>> BEGIN Data supplied

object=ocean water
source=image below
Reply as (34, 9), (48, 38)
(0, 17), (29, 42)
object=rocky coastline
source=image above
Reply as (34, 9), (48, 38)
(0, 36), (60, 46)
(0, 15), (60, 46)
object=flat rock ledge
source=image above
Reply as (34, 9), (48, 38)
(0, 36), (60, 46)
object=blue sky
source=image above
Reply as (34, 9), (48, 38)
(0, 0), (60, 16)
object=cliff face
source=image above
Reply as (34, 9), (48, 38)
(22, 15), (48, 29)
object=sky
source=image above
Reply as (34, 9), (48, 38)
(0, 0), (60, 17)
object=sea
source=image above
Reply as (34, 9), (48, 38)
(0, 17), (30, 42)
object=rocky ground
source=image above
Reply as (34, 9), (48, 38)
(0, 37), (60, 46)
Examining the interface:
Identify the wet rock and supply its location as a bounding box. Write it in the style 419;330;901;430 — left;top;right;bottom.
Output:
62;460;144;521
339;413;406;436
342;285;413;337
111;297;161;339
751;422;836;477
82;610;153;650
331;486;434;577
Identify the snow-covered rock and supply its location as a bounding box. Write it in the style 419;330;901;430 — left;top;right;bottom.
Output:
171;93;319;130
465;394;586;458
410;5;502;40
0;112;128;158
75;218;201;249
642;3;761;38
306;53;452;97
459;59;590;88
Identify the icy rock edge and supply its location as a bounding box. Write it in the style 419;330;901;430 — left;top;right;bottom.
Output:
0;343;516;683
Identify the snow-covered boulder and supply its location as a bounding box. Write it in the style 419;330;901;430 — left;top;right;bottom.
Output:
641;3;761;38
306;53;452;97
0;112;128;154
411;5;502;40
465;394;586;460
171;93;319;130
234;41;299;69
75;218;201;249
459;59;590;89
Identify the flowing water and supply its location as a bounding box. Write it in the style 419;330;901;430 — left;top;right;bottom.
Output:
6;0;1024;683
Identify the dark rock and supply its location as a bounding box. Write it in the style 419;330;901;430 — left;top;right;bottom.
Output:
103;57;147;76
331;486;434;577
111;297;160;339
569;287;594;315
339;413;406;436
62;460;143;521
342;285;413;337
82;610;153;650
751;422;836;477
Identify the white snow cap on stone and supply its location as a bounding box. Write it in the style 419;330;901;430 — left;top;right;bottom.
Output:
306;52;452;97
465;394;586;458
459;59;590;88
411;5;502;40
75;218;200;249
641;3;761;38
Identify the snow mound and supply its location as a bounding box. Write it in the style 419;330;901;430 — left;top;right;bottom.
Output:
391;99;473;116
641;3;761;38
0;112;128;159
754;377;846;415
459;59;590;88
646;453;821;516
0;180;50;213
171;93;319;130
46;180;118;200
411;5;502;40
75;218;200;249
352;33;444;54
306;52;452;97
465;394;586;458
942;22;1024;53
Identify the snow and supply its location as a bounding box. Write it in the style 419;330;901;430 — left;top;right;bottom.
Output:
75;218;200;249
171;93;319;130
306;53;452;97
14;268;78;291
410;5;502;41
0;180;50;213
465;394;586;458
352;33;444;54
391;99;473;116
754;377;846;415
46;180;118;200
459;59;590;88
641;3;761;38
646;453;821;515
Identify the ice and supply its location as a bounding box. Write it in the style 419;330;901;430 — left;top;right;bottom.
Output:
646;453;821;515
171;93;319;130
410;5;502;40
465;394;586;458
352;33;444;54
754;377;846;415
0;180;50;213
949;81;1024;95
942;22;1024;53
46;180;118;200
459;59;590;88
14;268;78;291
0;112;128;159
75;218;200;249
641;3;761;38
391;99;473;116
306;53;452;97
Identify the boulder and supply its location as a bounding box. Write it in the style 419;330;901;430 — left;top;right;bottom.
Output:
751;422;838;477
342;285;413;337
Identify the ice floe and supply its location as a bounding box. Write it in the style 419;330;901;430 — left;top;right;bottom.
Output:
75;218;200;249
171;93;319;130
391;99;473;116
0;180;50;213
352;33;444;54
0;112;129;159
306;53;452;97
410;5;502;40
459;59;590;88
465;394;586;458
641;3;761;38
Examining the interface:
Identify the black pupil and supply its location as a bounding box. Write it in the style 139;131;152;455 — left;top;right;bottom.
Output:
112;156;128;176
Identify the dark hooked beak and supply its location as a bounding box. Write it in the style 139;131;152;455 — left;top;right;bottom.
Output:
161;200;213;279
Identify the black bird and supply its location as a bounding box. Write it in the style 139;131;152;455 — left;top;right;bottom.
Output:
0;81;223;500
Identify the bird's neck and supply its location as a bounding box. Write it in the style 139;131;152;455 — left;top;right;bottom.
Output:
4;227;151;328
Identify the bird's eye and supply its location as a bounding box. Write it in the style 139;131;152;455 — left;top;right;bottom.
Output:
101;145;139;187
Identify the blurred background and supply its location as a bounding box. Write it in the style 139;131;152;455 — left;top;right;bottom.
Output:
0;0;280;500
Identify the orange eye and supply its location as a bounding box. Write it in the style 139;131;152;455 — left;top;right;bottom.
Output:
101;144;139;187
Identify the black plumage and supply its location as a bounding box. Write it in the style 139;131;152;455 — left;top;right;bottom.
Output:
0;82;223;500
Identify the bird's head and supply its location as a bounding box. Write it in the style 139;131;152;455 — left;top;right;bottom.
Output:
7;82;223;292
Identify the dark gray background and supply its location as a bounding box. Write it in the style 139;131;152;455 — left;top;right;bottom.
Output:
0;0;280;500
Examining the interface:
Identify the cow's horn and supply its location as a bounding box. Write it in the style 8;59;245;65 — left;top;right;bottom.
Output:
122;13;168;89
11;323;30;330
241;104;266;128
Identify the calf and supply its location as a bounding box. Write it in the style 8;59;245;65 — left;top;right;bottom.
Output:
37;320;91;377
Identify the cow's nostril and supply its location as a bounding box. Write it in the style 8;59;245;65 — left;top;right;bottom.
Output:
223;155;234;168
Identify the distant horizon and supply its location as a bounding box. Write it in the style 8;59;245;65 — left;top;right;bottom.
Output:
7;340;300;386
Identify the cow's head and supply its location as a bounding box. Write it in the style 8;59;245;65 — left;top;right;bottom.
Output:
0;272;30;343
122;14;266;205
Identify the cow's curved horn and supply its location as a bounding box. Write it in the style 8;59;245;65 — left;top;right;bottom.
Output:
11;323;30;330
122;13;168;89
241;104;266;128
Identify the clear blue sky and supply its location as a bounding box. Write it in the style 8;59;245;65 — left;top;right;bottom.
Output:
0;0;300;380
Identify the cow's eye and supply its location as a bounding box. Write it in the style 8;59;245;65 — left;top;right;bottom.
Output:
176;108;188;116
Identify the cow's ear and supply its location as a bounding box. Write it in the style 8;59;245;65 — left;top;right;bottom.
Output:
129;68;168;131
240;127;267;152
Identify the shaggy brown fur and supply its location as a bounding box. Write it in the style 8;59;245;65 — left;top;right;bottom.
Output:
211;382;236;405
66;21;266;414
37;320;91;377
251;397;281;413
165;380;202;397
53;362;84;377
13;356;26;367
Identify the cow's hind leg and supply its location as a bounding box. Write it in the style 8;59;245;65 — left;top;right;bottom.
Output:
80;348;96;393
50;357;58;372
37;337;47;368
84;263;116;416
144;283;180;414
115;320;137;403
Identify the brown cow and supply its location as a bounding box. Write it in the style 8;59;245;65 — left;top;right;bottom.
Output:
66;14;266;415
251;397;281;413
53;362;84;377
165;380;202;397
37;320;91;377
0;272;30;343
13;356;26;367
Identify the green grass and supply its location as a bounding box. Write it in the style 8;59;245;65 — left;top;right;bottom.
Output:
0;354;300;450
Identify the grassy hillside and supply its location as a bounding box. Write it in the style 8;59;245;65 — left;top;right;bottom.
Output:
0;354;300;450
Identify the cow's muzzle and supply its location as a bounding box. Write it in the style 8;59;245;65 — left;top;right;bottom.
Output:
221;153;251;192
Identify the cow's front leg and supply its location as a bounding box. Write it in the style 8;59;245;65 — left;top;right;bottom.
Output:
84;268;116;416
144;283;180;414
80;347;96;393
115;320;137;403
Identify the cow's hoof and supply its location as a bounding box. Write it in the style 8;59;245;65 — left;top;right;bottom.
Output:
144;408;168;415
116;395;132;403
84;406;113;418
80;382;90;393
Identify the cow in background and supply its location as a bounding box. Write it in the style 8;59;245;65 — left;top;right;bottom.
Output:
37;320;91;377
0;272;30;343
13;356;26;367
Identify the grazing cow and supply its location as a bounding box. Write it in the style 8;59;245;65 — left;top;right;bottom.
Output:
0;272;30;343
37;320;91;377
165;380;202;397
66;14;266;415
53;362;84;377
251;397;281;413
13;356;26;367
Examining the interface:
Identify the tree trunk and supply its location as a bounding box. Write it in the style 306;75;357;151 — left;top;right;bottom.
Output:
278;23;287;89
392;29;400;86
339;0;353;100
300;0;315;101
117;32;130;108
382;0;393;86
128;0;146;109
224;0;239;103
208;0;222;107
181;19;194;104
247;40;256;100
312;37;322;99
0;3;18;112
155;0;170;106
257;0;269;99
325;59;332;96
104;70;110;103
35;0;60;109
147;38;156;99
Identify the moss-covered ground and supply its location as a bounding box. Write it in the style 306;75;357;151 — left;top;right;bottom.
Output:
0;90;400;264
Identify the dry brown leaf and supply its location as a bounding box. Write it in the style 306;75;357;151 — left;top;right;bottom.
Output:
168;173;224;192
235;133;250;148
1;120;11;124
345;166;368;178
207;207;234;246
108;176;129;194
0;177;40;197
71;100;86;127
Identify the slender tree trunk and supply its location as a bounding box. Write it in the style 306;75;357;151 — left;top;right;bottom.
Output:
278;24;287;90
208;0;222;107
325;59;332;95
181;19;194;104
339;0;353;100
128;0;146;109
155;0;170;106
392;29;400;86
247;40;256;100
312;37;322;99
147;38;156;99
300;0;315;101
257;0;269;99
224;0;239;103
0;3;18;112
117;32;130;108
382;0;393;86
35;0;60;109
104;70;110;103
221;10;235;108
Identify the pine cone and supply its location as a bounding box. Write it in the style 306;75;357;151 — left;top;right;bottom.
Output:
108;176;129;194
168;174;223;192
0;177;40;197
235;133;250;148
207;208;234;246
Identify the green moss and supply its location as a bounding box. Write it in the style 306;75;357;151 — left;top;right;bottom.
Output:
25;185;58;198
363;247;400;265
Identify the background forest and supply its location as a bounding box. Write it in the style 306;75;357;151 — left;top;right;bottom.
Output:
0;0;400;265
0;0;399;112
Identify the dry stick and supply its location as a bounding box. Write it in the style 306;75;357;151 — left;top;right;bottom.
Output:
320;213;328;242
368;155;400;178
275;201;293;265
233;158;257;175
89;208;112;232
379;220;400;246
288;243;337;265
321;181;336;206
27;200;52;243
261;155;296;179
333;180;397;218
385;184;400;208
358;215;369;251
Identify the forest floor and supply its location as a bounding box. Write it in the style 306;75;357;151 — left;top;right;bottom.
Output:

>> END Data supplied

Your objective – How many lines of the rows above contain the string "head"? Case counts. Reply with the number alone.

Solution – 2